◆ **Task to complete**:
Every entry below is to be copied exactly as written.

- - -

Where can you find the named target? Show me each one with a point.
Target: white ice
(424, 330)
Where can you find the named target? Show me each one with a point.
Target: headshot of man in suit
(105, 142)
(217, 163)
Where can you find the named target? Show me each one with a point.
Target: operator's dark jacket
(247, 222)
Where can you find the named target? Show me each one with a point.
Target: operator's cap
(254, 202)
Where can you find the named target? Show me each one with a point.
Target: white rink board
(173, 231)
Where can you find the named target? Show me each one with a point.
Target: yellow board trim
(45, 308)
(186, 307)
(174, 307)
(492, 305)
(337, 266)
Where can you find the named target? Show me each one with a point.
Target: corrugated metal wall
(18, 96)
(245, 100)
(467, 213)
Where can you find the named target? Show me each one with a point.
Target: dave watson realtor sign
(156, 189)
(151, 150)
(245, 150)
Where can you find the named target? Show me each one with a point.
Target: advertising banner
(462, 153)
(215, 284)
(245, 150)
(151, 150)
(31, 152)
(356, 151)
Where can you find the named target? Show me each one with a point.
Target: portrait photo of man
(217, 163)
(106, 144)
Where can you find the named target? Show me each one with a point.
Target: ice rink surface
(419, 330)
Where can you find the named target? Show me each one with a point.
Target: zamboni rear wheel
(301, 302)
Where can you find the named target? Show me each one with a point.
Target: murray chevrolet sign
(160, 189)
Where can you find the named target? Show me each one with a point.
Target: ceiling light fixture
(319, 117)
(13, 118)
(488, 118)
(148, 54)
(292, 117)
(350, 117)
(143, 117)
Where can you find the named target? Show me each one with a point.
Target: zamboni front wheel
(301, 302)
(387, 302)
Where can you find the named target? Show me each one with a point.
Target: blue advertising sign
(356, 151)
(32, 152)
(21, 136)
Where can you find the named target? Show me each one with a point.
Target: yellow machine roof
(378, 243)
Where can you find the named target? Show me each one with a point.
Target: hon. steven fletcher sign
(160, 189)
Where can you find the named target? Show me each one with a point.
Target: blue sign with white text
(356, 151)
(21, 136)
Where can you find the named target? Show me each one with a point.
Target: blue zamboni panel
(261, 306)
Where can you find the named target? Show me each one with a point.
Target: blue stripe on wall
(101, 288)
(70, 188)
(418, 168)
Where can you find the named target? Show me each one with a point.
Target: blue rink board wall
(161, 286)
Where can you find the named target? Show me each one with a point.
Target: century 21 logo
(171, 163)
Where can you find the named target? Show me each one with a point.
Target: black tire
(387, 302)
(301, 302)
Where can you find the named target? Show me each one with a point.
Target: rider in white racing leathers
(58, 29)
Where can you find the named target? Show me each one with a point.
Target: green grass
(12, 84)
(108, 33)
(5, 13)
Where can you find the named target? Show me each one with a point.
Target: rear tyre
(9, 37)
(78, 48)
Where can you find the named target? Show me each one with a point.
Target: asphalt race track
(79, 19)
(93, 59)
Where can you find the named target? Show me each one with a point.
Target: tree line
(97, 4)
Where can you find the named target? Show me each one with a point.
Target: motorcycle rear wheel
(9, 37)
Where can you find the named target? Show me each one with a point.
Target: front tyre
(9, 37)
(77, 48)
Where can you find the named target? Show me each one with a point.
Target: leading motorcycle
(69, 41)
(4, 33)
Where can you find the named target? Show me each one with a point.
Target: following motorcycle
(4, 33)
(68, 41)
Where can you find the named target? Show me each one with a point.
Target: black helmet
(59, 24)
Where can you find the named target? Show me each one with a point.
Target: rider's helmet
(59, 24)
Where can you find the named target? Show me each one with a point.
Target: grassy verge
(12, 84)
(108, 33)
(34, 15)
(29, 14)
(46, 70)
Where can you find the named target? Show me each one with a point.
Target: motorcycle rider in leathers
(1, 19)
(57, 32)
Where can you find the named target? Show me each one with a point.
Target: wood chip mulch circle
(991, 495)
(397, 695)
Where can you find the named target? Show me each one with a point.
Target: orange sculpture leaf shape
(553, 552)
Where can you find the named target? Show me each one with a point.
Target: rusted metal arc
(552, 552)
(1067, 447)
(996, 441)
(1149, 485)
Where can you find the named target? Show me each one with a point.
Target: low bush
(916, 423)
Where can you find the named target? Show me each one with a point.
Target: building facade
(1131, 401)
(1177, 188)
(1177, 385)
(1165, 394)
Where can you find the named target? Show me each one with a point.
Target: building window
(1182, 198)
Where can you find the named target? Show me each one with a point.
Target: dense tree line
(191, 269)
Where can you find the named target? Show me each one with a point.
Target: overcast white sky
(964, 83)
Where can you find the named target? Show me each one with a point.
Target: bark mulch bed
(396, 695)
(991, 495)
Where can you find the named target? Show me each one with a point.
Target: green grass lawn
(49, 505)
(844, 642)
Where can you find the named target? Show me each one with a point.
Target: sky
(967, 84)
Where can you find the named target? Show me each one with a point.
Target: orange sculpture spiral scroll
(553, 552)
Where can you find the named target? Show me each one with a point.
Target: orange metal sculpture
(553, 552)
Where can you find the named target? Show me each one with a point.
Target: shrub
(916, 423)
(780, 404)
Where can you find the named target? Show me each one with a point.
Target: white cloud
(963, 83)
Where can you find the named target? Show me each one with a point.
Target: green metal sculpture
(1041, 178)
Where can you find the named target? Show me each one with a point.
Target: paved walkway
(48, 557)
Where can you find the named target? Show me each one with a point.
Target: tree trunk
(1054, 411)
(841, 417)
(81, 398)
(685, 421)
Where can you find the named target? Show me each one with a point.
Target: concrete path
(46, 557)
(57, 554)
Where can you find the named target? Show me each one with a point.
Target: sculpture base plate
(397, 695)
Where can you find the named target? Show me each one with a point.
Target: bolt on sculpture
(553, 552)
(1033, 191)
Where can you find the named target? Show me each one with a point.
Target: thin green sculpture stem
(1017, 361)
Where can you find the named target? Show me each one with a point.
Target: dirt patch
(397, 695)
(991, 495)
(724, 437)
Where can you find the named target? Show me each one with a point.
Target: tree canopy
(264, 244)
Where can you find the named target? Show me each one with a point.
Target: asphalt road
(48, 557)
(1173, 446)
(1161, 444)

- - -

◆ **Answer to this exercise**:
Where can you find the named target? Show me each one with a point.
Target: white ice
(424, 330)
Where can you find the named target? Show me each one with a point.
Target: headshot of man in suit
(105, 142)
(217, 163)
Where can you find the named target? Show me each one with a point.
Target: operator's dark jacket
(247, 222)
Where can you find the named target? Show me each one with a point.
Target: operator's cap
(254, 202)
Where can you find the named target? Show me each one with a point.
Target: white rink board
(173, 231)
Where can you find the named target? Show me each one with a point.
Target: yellow board trim
(45, 308)
(186, 307)
(174, 307)
(492, 305)
(337, 266)
Where can you find the named target? Show me each one with a point.
Target: corrugated metal wall
(18, 96)
(245, 100)
(467, 213)
Where can you find the named target? Show me each one with a point.
Target: dave watson realtor sign
(156, 189)
(151, 150)
(245, 150)
Where can you find the named target? Show me each one with a point.
Target: advertising banner
(462, 153)
(215, 284)
(245, 150)
(151, 150)
(31, 152)
(356, 151)
Where can you find the named target? Show me each one with a point.
Target: portrait photo of man
(217, 163)
(106, 144)
Where can you find the named target? Show me each one with a point.
Target: ice rink surface
(419, 330)
Where can you find the named target? Show me each one with a point.
Target: zamboni rear wheel
(301, 302)
Where can you find the named target? Show me each one with a point.
Target: murray chevrolet sign
(160, 189)
Where can you find the named target? Show me each one with a point.
Target: ceiling light fixture
(319, 117)
(13, 118)
(488, 118)
(148, 54)
(292, 117)
(350, 117)
(143, 117)
Where can you find the named target? Show me each one with a point.
Target: zamboni front wheel
(301, 302)
(387, 302)
Where can you find the named target? Show me each one with a point.
Target: blue advertising sign
(356, 151)
(32, 152)
(21, 136)
Where can you find the named target? Show me each one with a point.
Target: yellow machine roof
(378, 243)
Where can you find the named target? Show me each one with a point.
Target: hon. steven fletcher sign
(160, 189)
Where can you find the named target? Show me each one with a point.
Target: blue sign with white text
(356, 151)
(21, 136)
Where can you find the named target? Show me each one with a point.
Target: blue zamboni panel
(261, 306)
Where can you find the named target? Show me each one with a point.
Target: blue stripe on wall
(101, 288)
(70, 188)
(418, 168)
Where can you find the named target? Show me each one with a point.
Target: blue rink board wall
(161, 286)
Where can you find the named target? Show me each one with a point.
Target: century 21 logo
(171, 163)
Where can you find the named target? Show me each one with a point.
Target: black tire
(387, 302)
(301, 302)
Where can you find the named target? Show me each one with a point.
Target: rider in white racing leathers
(58, 29)
Where can you find the named target? Show me each one with a point.
Target: green grass
(12, 84)
(108, 33)
(5, 13)
Where can you find the named target? Show me each one with a point.
Target: rear tyre
(9, 37)
(78, 48)
Where can you find the named target? Show me each one with a point.
Target: asphalt race track
(79, 19)
(93, 59)
Where can you find the named target? Show me each one with a point.
Target: tree line
(97, 4)
Where can you find the named target? Show me each one with a point.
Target: motorcycle rear wheel
(9, 37)
Where can you find the named target? Show me each one with a point.
Target: front tyre
(9, 37)
(77, 48)
Where can you find the named target? Show me each one with a point.
Target: leading motorcycle
(69, 41)
(4, 33)
Where can you find the named target? Show me each one with a point.
Target: following motorcycle
(4, 33)
(68, 41)
Where can you find the named target? Show me each one with a point.
Target: black helmet
(59, 24)
Where can you find the named target? Show me each one with a point.
Target: rider's helmet
(59, 24)
Where can you find the named target? Show me each one with a point.
Target: grassy verge
(12, 84)
(108, 33)
(34, 15)
(29, 14)
(46, 70)
Where can you find the named target? Show me each one with a point.
Target: motorcycle rider in leathers
(1, 19)
(57, 32)
Where can you find the named target? Show me each one with a point.
Target: wood chip mulch circle
(991, 495)
(397, 695)
Where can you find the named target? Show me each one with a point.
Target: orange sculpture leaf shape
(553, 552)
Where can you find the named target? Show me each one with a point.
Target: rusted metal arc
(552, 552)
(1067, 447)
(996, 441)
(1149, 485)
Where can you find the named target? Show me each one with a point.
Target: low bush
(916, 423)
Where can you find the named target? Show me each one with a point.
Target: building facade
(1131, 401)
(1177, 188)
(1177, 385)
(1165, 394)
Where can you find the named target? Show me each one with a point.
Target: building window
(1182, 198)
Where can you find the named target? Show me each one with a point.
Target: dense tree line
(191, 269)
Where can you find the named target? Show me each one with a point.
Target: overcast white sky
(964, 83)
Where can you find the named target? Show me each one with a point.
Target: bark mulch bed
(396, 695)
(991, 495)
Where can you find the named target? Show me each one with a point.
Target: green grass lawn
(49, 505)
(844, 642)
Where can you find the named target? Show me each one with a point.
Target: sky
(967, 84)
Where can you find the named target? Show me each one with a point.
Target: orange sculpture spiral scroll
(553, 552)
Where can you find the named target? Show me each one with a point.
Target: orange metal sculpture
(553, 552)
Where can you find the named target? Show me each one with a point.
Target: shrub
(916, 423)
(780, 404)
Where can you find the named target? Show me each one with a point.
Target: white cloud
(963, 83)
Where can you find the named target? Show me each one with a point.
Target: green metal sculpture
(1041, 178)
Where can you find the named target? Show me each one with a point.
Target: paved walkway
(48, 557)
Where can you find the named target? Show me each one with a point.
Target: tree trunk
(1054, 411)
(841, 417)
(81, 398)
(685, 421)
Where can you find the named target? Show me each one with a point.
Target: concrete path
(46, 557)
(57, 554)
Where can you find the named target? Show me each one with a point.
Target: sculpture base plate
(397, 695)
Where can you find the named target? Show me each one with a point.
Target: bolt on sculpture
(553, 552)
(1033, 191)
Where can you find the named target? Show me each one with a point.
Target: thin green sculpture stem
(1017, 361)
Where can you find the named target? Show me each one with a point.
Target: dirt patch
(397, 695)
(991, 495)
(724, 437)
Where can you find the named target? Show me each one with a point.
Target: tree canopy
(264, 244)
Where can you find the named target? Show me each one with a point.
Target: asphalt road
(48, 557)
(1173, 446)
(1161, 444)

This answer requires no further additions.